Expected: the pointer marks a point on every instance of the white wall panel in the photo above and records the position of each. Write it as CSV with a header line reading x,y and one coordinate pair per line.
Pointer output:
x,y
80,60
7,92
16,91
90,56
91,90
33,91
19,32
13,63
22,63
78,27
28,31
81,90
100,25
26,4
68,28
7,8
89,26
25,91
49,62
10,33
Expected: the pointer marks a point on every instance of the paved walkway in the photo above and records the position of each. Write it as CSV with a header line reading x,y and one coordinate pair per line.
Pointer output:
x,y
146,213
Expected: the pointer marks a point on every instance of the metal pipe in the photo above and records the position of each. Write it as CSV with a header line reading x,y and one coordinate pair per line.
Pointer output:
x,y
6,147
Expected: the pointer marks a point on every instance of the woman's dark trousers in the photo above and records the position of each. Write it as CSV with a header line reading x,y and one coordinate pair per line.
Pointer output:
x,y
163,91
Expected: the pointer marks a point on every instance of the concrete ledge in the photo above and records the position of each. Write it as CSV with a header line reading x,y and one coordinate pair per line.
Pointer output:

### AIM OF THE EXERCISE:
Every entry needs to be written out again, exactly as given.

### ANSWER SPACE:
Expected: the pointer marks a point on every instance of the white wall panel in the photo above and records the position of each. Write it as CSV with a header line reading x,y and one coordinate pair per line.
Pointer output:
x,y
80,60
7,92
16,91
90,56
91,90
33,91
19,32
13,63
22,63
78,27
28,31
81,90
100,25
26,4
68,28
7,8
89,26
25,91
49,62
10,33
Expected: the pointer marks a point on every instance of the paved walkway in the photo above and records the position of each. Write it as CSV with a header line reading x,y and one coordinate pair per line.
Pointer output:
x,y
146,213
Expected: the pointer marks a point on every instance of the metal pipe in the photo above and records the position of each. Write it as CSV with a header line reading x,y and one coordinate pair per line.
Pointer output:
x,y
6,147
Expected: the pointer marks a point on every instance of the woman's dark trousers in the photo above and records the position of each. Write it as CSV with a header line reading x,y and one coordinate pair per line.
Pointer output:
x,y
163,91
Expected: the pointer marks a point on every instance of the concrete ledge in the photo above and records the position of each. Write it as CSV with a header line reading x,y and one coordinate pair per line.
Pointer output:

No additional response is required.